Sobre a tarefa: De acordo com o trecho fornecido, que cargo Zeina Latif ocupa na XP Investimentos?

Trecho fornecido:

***

Cada um acredita no que quer, não é? É essa a aposta feita pelo sistema democrático. O fato, porém, é que para o bem ou para o mal o dia de hoje é histórico. O Senado Federal aprovou o afastamento da presidente Dilma Rousseff. Esse processo pode resultar no impeachment definitivo da presidente ou, se não houver 54 votos na segunda votação da Câmara Alta, simplesmente em um sabático.
Esse cenário é um resultado de uma crise econômica que começou há algum tempo – composta por diversos fatores, entre os quais está a inadimplência. Não à toa, esse foi um dos principais temas discutidos por Zeina Latif, economista-chefe da XP Investimentos.
Para apresentar o contexto a ser discutido, a especialista apresenta números que apontam o aumento da inadimplência do crédito livre para pessoa jurídica e dos pedidos de recuperação pelas empresas. “Em 2014, comecei a olhar para a inadimplência”, diz. “Precisamos entender por que chegamos a esse quadro e a essa crise, senão não poderemos olhar para a frente”, comenta.
Sofrimento geral
“Dados de Pessoa Jurídica mostram tendências de alta na inadimplência de crédito livre. São números preocupantes e, aparentemente, esse ciclo não se completou”, afirma. A partir de dados do Banco Central (BC), Zeina aponta ainda que a situação das Pequenas e Médias Empresas (PMEs) é muito mais grave. “As grandes empresas estão conseguindo encontrar soluções para suas dividas, ao contrário das PMEs”, explica.
Quando olhamos para os dados de pessoas físicas, o cenário também é difícil. Como explica a economista-chefe, o consumidor parece não ter problemas com as instituições bancárias, mas os gastos cresceram em desacordo com a renda. Ou seja, na prática, a vida está mais difícil.

***

Dados:
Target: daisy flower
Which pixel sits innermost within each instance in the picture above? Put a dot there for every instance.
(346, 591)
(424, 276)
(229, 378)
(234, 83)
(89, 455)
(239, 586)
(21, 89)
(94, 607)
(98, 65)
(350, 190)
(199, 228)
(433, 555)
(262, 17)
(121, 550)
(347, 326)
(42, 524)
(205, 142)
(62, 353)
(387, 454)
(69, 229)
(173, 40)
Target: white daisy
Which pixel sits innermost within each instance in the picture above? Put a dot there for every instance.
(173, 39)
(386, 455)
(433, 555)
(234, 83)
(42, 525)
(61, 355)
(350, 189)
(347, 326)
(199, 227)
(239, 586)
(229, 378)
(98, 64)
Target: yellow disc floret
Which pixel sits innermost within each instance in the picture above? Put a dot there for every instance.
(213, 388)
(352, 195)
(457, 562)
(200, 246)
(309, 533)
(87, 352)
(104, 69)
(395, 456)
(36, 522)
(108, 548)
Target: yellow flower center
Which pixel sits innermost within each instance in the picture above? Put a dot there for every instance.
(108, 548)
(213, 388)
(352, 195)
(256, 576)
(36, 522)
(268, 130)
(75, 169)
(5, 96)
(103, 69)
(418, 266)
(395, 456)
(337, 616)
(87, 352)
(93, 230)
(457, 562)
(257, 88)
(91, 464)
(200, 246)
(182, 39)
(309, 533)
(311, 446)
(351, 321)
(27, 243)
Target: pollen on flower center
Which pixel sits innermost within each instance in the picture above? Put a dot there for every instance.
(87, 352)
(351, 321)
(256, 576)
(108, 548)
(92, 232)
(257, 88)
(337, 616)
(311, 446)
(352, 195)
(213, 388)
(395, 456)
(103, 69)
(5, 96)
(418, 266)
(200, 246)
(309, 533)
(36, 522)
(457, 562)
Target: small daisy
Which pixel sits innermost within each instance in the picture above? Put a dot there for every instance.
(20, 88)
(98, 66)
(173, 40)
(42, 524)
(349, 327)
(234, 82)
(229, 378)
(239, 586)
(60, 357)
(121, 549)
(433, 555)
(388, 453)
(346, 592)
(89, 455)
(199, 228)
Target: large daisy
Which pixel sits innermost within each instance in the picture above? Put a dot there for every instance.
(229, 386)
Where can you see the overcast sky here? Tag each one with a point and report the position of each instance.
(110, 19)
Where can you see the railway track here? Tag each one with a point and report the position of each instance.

***

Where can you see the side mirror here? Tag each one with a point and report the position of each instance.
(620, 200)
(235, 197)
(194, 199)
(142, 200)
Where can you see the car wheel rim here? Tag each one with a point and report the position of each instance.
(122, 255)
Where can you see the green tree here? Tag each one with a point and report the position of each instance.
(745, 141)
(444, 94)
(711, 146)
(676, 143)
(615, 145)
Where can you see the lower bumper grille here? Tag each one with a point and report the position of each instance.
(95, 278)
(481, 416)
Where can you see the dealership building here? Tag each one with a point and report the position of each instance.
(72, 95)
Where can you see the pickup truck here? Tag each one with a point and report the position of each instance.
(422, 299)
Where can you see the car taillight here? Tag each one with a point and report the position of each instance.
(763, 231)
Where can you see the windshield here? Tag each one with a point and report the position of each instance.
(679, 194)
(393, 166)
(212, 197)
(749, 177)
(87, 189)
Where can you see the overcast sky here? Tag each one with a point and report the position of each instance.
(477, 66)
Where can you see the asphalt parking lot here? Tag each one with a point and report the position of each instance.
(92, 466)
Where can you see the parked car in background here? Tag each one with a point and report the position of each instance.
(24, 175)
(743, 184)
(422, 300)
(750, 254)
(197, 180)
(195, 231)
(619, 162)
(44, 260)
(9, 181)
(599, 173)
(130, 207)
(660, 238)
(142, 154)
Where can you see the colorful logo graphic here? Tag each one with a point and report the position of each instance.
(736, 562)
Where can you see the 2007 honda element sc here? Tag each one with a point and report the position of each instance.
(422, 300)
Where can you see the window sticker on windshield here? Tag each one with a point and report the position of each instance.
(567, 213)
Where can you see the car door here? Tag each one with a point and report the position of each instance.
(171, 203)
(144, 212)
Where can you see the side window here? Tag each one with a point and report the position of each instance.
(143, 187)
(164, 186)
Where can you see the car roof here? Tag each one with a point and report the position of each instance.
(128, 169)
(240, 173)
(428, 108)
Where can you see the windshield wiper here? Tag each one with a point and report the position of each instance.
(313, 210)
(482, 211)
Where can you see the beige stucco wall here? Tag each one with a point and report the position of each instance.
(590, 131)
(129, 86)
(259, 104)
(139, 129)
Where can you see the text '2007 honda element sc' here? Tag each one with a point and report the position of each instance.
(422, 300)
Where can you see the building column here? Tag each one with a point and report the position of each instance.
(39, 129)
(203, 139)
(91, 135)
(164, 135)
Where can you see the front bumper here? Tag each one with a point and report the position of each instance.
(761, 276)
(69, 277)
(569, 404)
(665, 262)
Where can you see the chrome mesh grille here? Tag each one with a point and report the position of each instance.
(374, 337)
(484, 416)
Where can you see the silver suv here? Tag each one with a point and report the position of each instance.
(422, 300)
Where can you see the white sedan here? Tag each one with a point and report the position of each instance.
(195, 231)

***

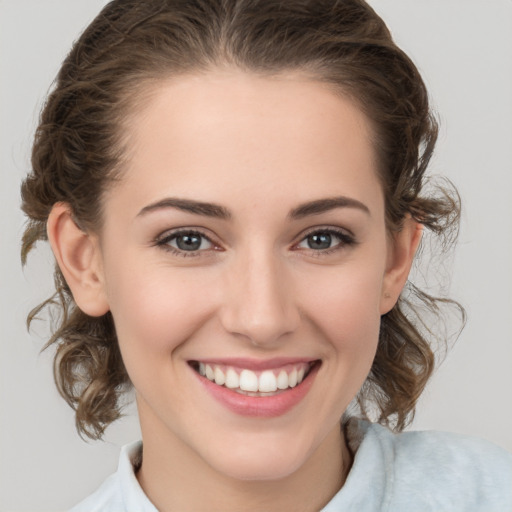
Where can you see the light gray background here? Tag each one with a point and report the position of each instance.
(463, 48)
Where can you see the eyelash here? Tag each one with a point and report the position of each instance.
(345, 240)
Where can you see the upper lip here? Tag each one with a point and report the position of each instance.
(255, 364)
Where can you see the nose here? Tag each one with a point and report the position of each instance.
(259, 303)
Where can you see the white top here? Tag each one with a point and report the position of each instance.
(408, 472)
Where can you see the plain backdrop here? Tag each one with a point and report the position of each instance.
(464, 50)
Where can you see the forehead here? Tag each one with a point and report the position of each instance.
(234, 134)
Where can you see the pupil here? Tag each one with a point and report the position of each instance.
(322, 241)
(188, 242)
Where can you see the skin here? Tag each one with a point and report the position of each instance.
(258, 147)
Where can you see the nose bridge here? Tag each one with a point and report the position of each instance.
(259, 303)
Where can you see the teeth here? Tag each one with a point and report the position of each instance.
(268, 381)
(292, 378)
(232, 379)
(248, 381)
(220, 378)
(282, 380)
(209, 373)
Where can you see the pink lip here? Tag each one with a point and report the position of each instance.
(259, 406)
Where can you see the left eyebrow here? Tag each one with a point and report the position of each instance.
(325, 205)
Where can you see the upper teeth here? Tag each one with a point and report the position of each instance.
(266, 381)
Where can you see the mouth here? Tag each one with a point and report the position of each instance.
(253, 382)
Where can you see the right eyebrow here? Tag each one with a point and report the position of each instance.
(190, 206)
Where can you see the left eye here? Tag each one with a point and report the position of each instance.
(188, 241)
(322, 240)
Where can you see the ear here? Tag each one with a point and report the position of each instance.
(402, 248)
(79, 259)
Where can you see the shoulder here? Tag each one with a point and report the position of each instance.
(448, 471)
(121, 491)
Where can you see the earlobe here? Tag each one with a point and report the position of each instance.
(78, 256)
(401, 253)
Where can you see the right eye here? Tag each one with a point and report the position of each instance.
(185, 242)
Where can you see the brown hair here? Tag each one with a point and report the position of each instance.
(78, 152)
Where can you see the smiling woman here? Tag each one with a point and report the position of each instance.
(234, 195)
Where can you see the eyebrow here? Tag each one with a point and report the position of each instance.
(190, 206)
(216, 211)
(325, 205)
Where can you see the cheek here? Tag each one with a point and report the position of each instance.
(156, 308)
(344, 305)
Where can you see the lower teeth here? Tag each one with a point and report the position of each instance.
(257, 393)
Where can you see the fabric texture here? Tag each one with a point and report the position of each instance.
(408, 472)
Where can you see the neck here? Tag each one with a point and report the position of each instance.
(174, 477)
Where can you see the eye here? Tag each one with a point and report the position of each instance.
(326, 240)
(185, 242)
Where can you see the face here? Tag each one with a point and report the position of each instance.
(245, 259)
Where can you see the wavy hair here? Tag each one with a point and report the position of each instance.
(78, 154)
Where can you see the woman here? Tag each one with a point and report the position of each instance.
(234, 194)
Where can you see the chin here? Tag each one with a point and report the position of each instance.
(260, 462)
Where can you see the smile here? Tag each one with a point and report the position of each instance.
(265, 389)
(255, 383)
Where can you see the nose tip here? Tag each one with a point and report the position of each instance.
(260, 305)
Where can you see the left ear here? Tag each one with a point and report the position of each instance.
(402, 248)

***

Resposta esperada: Economista-chefe.